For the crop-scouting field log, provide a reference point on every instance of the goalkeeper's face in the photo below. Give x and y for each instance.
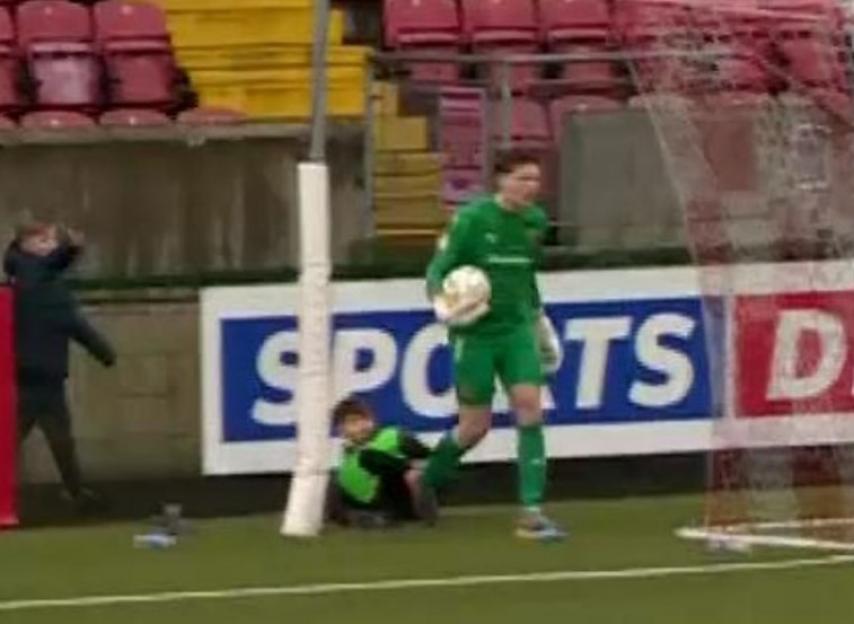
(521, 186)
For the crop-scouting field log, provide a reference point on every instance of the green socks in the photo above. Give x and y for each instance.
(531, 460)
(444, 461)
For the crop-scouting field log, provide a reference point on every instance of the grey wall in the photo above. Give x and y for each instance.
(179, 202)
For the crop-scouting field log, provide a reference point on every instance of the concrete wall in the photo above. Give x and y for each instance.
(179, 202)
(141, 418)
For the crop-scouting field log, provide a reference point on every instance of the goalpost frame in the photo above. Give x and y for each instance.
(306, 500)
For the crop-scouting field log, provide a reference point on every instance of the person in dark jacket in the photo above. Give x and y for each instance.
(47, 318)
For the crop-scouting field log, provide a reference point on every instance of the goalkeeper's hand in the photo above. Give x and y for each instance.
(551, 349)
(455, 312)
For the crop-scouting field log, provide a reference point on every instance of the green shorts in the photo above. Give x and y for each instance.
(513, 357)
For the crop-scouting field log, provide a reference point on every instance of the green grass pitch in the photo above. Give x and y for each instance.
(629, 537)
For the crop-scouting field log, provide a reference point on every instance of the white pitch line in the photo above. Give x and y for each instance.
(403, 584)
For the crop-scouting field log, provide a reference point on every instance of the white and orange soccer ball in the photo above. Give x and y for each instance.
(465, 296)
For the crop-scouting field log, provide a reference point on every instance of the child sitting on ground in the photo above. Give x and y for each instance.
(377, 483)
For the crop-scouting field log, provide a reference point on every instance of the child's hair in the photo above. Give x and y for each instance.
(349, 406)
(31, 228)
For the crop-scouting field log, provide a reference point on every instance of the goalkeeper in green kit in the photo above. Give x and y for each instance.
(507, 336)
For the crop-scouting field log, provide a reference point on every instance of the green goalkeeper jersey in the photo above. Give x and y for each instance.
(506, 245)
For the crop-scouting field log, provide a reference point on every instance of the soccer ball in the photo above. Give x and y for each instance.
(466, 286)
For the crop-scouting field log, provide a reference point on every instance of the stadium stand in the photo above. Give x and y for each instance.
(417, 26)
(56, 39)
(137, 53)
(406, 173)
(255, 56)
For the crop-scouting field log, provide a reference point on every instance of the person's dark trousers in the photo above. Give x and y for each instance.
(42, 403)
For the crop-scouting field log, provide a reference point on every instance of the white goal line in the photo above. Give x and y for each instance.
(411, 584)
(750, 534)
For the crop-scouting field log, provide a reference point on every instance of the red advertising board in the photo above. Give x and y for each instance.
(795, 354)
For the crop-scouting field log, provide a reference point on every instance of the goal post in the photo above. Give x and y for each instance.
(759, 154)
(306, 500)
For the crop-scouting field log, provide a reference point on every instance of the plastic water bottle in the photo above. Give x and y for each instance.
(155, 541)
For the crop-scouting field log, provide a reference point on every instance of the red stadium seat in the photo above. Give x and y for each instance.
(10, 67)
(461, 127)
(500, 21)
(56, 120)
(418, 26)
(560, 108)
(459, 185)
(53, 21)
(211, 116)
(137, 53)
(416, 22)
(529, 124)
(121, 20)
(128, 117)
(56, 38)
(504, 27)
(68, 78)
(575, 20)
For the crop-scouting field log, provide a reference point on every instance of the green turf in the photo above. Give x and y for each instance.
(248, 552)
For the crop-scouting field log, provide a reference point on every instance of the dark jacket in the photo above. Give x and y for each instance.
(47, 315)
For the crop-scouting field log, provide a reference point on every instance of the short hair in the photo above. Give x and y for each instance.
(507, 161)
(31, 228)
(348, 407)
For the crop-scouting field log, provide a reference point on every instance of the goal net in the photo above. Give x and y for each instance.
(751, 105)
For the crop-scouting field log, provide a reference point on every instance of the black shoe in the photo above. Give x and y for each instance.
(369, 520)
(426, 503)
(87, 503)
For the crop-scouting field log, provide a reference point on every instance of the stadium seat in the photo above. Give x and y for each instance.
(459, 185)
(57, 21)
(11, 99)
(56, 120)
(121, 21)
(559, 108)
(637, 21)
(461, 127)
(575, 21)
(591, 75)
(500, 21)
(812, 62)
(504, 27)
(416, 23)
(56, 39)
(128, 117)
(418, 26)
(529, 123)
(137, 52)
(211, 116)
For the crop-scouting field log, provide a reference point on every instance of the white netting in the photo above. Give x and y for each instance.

★ ★ ★ ★ ★ ★ ★

TASK DETAILS
Return the lines beginning at the one that contains "the red stadium" and continuing through the last line of the data, exactly as they stand and without any others.

SOLUTION FOR THIS PROBLEM
For the crop-scouting field log, provide a reference point on every instance of the red stadium seat in the photo above. Give x and y for each instance.
(10, 67)
(461, 127)
(500, 21)
(56, 120)
(418, 26)
(560, 108)
(459, 185)
(53, 21)
(211, 116)
(137, 53)
(416, 22)
(529, 124)
(121, 20)
(128, 117)
(56, 38)
(504, 27)
(68, 78)
(575, 20)
For the crop-scouting field log, provide a reference point on every instance of the green turf in the photo above. Give x and y for each instance.
(248, 552)
For the crop-scouting field log, provide a reference point on every instance of the dark jacket in the photo above. Give x and y for each instance.
(47, 315)
For the crop-scouting field log, provide a reference point on every instance of the short hair in the photo above. Give x and y for each instance.
(507, 161)
(31, 228)
(348, 407)
For the crop-scouting field log, provide a reference point on every instance of the goal net in the photo above. Give x and y for each instance.
(751, 105)
For the crop-scouting field log, provide a reference point on every instance of the black shoe in the photo above. Give x and y for each instance.
(369, 520)
(426, 503)
(87, 503)
For the crop-scouting field log, provide a reference point on every instance of the stadium seat in the photo above. Give x and y for each instance.
(459, 185)
(57, 21)
(11, 99)
(56, 120)
(121, 21)
(559, 108)
(637, 21)
(461, 127)
(575, 21)
(591, 75)
(500, 21)
(812, 62)
(504, 27)
(416, 23)
(56, 39)
(128, 117)
(418, 26)
(529, 123)
(137, 52)
(211, 116)
For the crop-scouting field log, provide a reference point on every instance of the white netting in the photo above. Give x and y for each instance.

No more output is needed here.